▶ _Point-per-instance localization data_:

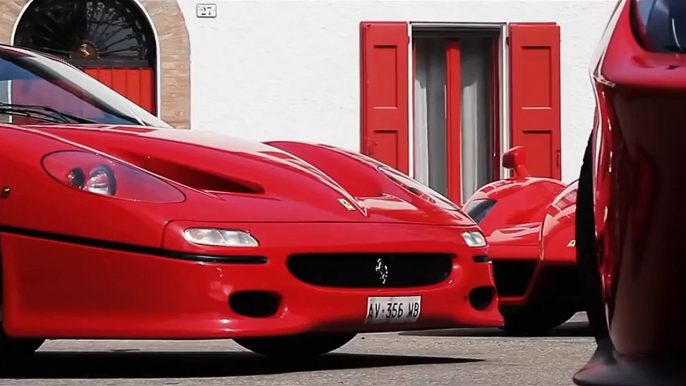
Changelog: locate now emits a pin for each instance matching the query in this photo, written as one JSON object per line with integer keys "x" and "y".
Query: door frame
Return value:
{"x": 502, "y": 136}
{"x": 158, "y": 55}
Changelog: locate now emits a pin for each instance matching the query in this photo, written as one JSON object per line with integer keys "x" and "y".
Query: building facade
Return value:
{"x": 437, "y": 89}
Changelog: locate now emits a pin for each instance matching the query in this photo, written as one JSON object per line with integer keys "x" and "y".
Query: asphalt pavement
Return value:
{"x": 469, "y": 357}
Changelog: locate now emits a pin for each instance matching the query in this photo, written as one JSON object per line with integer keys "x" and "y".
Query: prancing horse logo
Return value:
{"x": 382, "y": 270}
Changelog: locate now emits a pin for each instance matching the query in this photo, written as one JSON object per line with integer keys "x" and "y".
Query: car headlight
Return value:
{"x": 219, "y": 237}
{"x": 101, "y": 175}
{"x": 474, "y": 239}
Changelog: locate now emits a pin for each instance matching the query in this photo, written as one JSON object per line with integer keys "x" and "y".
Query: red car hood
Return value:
{"x": 260, "y": 182}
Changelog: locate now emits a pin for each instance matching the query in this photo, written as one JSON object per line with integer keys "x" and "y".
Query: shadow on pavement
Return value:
{"x": 570, "y": 329}
{"x": 53, "y": 365}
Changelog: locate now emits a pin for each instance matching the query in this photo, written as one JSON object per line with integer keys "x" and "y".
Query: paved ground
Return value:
{"x": 453, "y": 357}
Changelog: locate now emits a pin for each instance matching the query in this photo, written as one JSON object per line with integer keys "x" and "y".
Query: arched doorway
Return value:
{"x": 110, "y": 40}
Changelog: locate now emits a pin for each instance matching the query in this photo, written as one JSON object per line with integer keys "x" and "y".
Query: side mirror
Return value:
{"x": 515, "y": 159}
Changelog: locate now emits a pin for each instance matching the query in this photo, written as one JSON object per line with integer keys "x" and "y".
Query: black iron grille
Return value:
{"x": 512, "y": 278}
{"x": 371, "y": 270}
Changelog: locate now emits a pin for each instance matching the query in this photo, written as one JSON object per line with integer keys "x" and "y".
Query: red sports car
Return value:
{"x": 630, "y": 234}
{"x": 529, "y": 225}
{"x": 113, "y": 225}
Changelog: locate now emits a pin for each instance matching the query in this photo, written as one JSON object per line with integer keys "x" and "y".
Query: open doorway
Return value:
{"x": 456, "y": 110}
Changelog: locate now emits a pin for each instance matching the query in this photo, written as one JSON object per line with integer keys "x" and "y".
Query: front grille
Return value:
{"x": 366, "y": 270}
{"x": 512, "y": 277}
{"x": 559, "y": 283}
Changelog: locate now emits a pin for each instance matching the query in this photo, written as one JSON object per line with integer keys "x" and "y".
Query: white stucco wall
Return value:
{"x": 291, "y": 69}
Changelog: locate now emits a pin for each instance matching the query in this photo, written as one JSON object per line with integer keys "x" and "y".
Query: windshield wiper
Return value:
{"x": 11, "y": 108}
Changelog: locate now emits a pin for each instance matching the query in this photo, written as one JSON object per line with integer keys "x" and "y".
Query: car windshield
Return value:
{"x": 27, "y": 78}
{"x": 661, "y": 25}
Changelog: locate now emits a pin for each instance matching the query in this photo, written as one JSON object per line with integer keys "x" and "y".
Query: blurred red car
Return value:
{"x": 630, "y": 214}
{"x": 114, "y": 225}
{"x": 529, "y": 224}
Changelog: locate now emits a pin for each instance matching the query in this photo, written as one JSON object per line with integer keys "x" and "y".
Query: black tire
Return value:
{"x": 536, "y": 320}
{"x": 586, "y": 252}
{"x": 296, "y": 346}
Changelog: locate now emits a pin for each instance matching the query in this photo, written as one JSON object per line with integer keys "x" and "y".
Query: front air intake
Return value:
{"x": 371, "y": 270}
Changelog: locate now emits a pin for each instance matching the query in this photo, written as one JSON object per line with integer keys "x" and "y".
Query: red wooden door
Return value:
{"x": 535, "y": 95}
{"x": 385, "y": 127}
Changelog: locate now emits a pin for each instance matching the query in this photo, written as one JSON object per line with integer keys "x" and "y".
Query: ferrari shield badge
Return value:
{"x": 346, "y": 204}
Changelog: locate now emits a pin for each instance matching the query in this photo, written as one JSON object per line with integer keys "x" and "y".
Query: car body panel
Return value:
{"x": 530, "y": 232}
{"x": 88, "y": 255}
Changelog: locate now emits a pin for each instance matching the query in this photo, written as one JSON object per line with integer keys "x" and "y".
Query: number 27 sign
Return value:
{"x": 206, "y": 10}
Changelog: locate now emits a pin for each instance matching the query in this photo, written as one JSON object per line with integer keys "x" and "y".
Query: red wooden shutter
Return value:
{"x": 535, "y": 95}
{"x": 385, "y": 68}
{"x": 136, "y": 84}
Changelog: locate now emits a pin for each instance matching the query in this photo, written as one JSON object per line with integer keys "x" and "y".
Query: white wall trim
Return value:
{"x": 158, "y": 66}
{"x": 410, "y": 101}
{"x": 505, "y": 139}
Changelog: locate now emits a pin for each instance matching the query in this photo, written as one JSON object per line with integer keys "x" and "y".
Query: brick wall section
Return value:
{"x": 175, "y": 54}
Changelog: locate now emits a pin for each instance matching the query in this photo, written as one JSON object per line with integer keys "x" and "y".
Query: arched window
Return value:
{"x": 111, "y": 40}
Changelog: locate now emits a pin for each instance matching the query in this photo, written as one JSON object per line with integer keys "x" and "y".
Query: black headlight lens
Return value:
{"x": 660, "y": 25}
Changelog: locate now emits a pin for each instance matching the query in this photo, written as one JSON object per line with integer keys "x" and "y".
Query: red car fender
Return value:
{"x": 517, "y": 200}
{"x": 557, "y": 241}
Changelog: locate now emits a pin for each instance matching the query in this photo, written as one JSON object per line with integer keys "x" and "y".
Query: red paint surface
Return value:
{"x": 529, "y": 223}
{"x": 454, "y": 119}
{"x": 136, "y": 84}
{"x": 385, "y": 67}
{"x": 289, "y": 205}
{"x": 535, "y": 95}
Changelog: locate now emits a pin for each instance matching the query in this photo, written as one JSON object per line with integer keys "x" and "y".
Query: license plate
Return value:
{"x": 403, "y": 309}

▶ _Your goal_: The data above must be written out again word for word, without its pictures.

▶ _Answer for this exercise_:
Changelog: locate now emits a pin for each instance matching the query in this photo, written as one JSON object per line with integer keys "x" and "y".
Query: door frame
Return value:
{"x": 502, "y": 136}
{"x": 158, "y": 55}
Changelog: locate now emits a pin for each instance matching the query in this photo, written as one JSON object per line with integer keys "x" and "y".
Query: building facade
Return value:
{"x": 437, "y": 89}
Changelog: locate now emits a pin for each instance matching the query in this photo, written as one JSON object per line with integer keys "x" and "y".
Query: asphalt pavement
Return value:
{"x": 469, "y": 357}
Changelog: locate now emits a pin for each instance matching the query in this photo, written as one JSON object per line with integer keys "x" and "y".
Query: prancing horse logo
Return value:
{"x": 382, "y": 270}
Changelog: locate now emits a pin for each instance matching the query in this photo, written as one JSON object per line with integer keys "x" and "y".
Query: car headlight
Return value:
{"x": 219, "y": 237}
{"x": 101, "y": 175}
{"x": 474, "y": 239}
Changelog: locate now emits a pin for each instance matching the query in this photo, written as one JSON object per line with integer keys "x" and "y".
Query: red car hood
Return value:
{"x": 260, "y": 182}
Changelog: locate now emits a pin for each instance matching the query in this photo, written as one JSON object per line with integer keys "x" and "y".
Query: shadow on pavement
Return value:
{"x": 570, "y": 329}
{"x": 53, "y": 365}
Changelog: locate now emits a pin for each instance matching the query in this photo, written as one JSON object per line with integer keys "x" and "y".
Query: paved ground
Return value:
{"x": 453, "y": 357}
Changelog: locate now emits a pin for each instance matching the query in this photo, written as one JSON object per line with integer keys "x" and "y".
Query: arched doorway
Return value:
{"x": 110, "y": 40}
Changelog: locate now emits a pin for each instance matching the query in this photo, written as one JSON object per line with integer keys "x" and "y".
Query: side mirror
Return value:
{"x": 515, "y": 159}
Changelog: locate now emits a pin for each instance matching the query in this photo, written as one JSON object per line with integer keys "x" and "y".
Query: black iron grille
Return value:
{"x": 512, "y": 278}
{"x": 371, "y": 270}
Changelog: locate now emits a pin for each instance matching the query in this photo, written as one JSON object per line with integer keys "x" and "y".
Query: red sports car
Return value:
{"x": 630, "y": 234}
{"x": 529, "y": 225}
{"x": 113, "y": 225}
Changelog: locate now emits a pin for each instance matching the query in this photo, written as one JSON object per line with integer keys "x" and "y".
Query: open doorway
Return value:
{"x": 456, "y": 110}
Changelog: locate now emits a pin for each instance matching the query in this photo, written as one JSON object per line with integer keys "x" and "y".
Query: front grille
Return value:
{"x": 366, "y": 270}
{"x": 512, "y": 277}
{"x": 559, "y": 283}
Changelog: locate now emits a pin for each instance matching the query in this photo, written as one JSON object per line with integer keys "x" and "y".
Query: white stucco wall
Return value:
{"x": 291, "y": 69}
Changelog: locate now emits a pin for each instance matching the query in this photo, written as one JSON object per line with integer keys "x" and "y".
Query: windshield wiper
Return value:
{"x": 11, "y": 108}
Changelog: locate now emits a pin for each instance matching the query in this photo, written as one JSON object per line with integer keys "x" and "y".
Query: car windshield
Return value:
{"x": 27, "y": 78}
{"x": 661, "y": 25}
Changelog: locate now emits a pin for each instance matching the query in this photo, written as one JSON object per line with integer keys "x" and "y".
Query: blurred red car
Return value:
{"x": 630, "y": 214}
{"x": 114, "y": 225}
{"x": 529, "y": 224}
Changelog: locate now emits a pin for each instance matching the query in this photo, written as one JSON object per line with integer keys "x" and "y".
Query: black tire
Return value:
{"x": 536, "y": 320}
{"x": 586, "y": 252}
{"x": 296, "y": 346}
Changelog: locate now emits a pin for each instance matching the query in this photo, written as one JSON object per line with integer keys "x" and "y".
Query: front air intake
Return value:
{"x": 371, "y": 270}
Changelog: locate now emits a pin for each instance matching the query in this photo, written as one JSON object per line with integer keys "x" and "y".
Query: red wooden door
Return value:
{"x": 535, "y": 95}
{"x": 385, "y": 127}
Changelog: locate now emits a pin for each instance matching the query in this photo, written as one JSON object per line with integer keys "x" and "y".
Query: ferrari shield badge
Return value:
{"x": 346, "y": 204}
Changelog: locate now emits a pin for each instance matching the query in this photo, written as one JSON object per line with integer keys "x" and "y".
Query: car body panel
Return value:
{"x": 530, "y": 232}
{"x": 88, "y": 255}
Changelog: locate now emits a pin for each instance matching the query in this photo, written as one JSON object per line with integer keys "x" and "y".
Query: number 27 sign
Return value:
{"x": 206, "y": 10}
Changelog: locate now emits a pin for each instance matching the query in this photo, written as one JSON object per line with integer keys "x" and "y".
Query: red wooden shutter
Return value:
{"x": 535, "y": 95}
{"x": 385, "y": 68}
{"x": 136, "y": 84}
Changelog: locate now emits a pin for each instance matching the query in this photo, written as one JSON object per line with integer keys "x" and "y".
Query: white wall trim
Return value:
{"x": 158, "y": 66}
{"x": 410, "y": 101}
{"x": 505, "y": 139}
Changelog: locate now emits a pin for each instance matching the query in this photo, written as one JSON object per line with integer keys "x" and "y".
Query: brick wall section
Return value:
{"x": 175, "y": 54}
Changelog: locate now emits a pin for each instance matching the query in this photo, written as one JSON object per line with integer keys "x" and "y".
Query: arched window
Return value:
{"x": 111, "y": 40}
Changelog: locate now emits a pin for each instance matching the query in this photo, written as one JSON object per line with integer keys "x" and "y".
Query: black headlight lens
Return value:
{"x": 660, "y": 25}
Changelog: locate now emits a pin for each instance matching the query in this photo, written as one JSON object per line with integer keys "x" and "y".
Query: red car fender
Return value:
{"x": 517, "y": 200}
{"x": 557, "y": 241}
Changelog: locate now emits a pin for each instance matching the query in this photo, written as one JSON object per line with integer keys "x" and "y".
Query: red paint surface
Return value:
{"x": 529, "y": 223}
{"x": 454, "y": 119}
{"x": 136, "y": 84}
{"x": 385, "y": 67}
{"x": 289, "y": 205}
{"x": 535, "y": 95}
Changelog: locate now emits a pin for each instance matching the query in this photo, written as one JSON object per line with integer keys "x" and "y".
Query: license plate
Return value:
{"x": 403, "y": 309}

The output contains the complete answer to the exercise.